§ **WRITTEN TASK**:
Rewrite all of the data below, substituting "JSON dictionary" for each occurrence of "JSON object" and keeping everything else the same.
---------------
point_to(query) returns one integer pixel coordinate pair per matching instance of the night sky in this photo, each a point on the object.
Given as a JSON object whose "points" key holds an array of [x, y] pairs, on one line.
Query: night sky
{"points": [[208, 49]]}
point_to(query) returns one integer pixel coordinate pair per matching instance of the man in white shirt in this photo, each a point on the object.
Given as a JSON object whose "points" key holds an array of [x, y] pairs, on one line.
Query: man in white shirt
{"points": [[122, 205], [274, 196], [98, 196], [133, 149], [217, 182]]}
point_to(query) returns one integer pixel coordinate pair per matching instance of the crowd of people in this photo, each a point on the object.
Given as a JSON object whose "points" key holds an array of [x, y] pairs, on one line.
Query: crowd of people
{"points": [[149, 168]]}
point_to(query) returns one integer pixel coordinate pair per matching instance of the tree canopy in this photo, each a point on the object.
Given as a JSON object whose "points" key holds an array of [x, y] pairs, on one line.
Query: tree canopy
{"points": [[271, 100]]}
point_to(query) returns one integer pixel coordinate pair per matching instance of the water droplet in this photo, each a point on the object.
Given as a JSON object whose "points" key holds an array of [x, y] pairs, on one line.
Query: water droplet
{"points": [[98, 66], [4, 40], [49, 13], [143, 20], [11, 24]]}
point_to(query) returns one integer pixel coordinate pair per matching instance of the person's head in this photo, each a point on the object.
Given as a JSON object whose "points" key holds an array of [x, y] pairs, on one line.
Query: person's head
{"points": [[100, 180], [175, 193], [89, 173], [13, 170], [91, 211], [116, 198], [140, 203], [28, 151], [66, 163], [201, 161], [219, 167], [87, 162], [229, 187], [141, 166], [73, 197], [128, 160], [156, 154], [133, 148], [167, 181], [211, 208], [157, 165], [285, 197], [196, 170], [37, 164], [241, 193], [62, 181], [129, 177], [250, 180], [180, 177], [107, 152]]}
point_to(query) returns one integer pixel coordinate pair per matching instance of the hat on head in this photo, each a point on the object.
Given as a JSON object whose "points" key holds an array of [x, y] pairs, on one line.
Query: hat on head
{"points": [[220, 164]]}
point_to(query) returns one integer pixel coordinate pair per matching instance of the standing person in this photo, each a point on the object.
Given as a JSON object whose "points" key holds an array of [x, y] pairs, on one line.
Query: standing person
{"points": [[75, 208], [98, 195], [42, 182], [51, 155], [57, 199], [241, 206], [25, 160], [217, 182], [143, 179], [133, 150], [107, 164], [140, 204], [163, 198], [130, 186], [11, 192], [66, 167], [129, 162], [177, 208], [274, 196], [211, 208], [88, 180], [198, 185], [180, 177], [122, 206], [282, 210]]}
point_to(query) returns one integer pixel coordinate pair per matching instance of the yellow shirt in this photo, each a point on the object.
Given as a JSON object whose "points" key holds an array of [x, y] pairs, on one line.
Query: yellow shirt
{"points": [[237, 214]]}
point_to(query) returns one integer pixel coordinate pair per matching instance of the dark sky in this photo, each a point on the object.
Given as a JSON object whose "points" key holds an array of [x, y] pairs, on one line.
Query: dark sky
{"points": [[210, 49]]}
---------------
§ **CORRECT RESPONSE**:
point_to(query) returns one integer pixel coordinate pair per matching instance of the night sky in this photo, each a point on the object.
Given as a JSON dictionary whose "points" key holds an array of [x, y] pairs, on one line.
Query: night sky
{"points": [[208, 49]]}
point_to(query) returns one integer pixel coordinate pair per matching instance of the man in white shirt in this photo, each a point on the object.
Given as a JSON dictionary whose "points" key holds an array of [x, y] pairs, on one line.
Query: man in white shirt
{"points": [[122, 205], [274, 196], [98, 196], [133, 149], [217, 182]]}
point_to(query) returns one integer pixel coordinate pair per matching instance of the crowd of people in this photo, each a point on the object.
Given as a JSON dictionary whose "points" key holds an array of [x, y] pairs, on one line.
Query: crowd of people
{"points": [[149, 168]]}
point_to(query) returns one integer pixel coordinate pair per matching instance of the tree canopy in this photo, each a point on the object.
Given as a JSON dictionary whose "points" key holds an array of [x, y] pairs, on one line.
Query: tree canopy
{"points": [[271, 100]]}
point_to(query) returns one integer pixel coordinate pair per matching instance of the water droplet in this photo, each a point on the object.
Given as a JSON dictionary whose "points" key holds an array of [x, y] pairs, on one line.
Query: water droplet
{"points": [[98, 66], [4, 40], [49, 13], [143, 20], [11, 24]]}
point_to(query) returns one integer pixel coordinate pair per matching instance of the person's head in this photo, each a point on the object.
Given as a JSON dictionary whose "points" key holds an array of [x, y] pairs, on one line.
Query: person's head
{"points": [[100, 180], [175, 193], [89, 173], [13, 170], [91, 211], [116, 198], [140, 203], [28, 151], [66, 163], [201, 161], [219, 167], [87, 162], [229, 187], [141, 166], [73, 197], [128, 160], [156, 154], [133, 148], [167, 181], [211, 208], [157, 165], [285, 197], [196, 170], [37, 164], [241, 193], [62, 181], [129, 177], [250, 180], [180, 177], [107, 152]]}
point_to(query) returns one integer pixel coordinate pair per matching instance of the hat on head in this photo, each a point on the object.
Given as a JSON dictionary whose "points" key holds an array of [x, y] pairs, on one line.
Query: hat on head
{"points": [[220, 164]]}
point_to(query) returns one integer pixel coordinate pair per matching instance of the standing person in this photo, each a point on the object.
Given as a JSON dictionary whose "points" key holds an array of [x, y] pairs, on one line.
Query: standing person
{"points": [[75, 208], [98, 195], [42, 182], [51, 155], [57, 199], [241, 206], [25, 160], [217, 182], [143, 179], [133, 150], [107, 164], [140, 204], [163, 198], [130, 186], [11, 192], [66, 167], [129, 162], [177, 208], [274, 196], [211, 208], [88, 180], [198, 185], [180, 177], [122, 206], [282, 210]]}
point_to(query) returns one integer pixel coordinate pair per matching instance of the yellow shirt in this photo, each a point on the object.
Given as a JSON dictionary whose "points" key holds an array of [x, y] pairs, on one line.
Query: yellow shirt
{"points": [[237, 214]]}
point_to(query) returns one integer pixel coordinate pair per matching instance of the dark sky in this photo, each a point on the object.
Given as a JSON dictionary whose "points" key holds an array of [x, y] pairs, on one line.
Query: dark sky
{"points": [[210, 49]]}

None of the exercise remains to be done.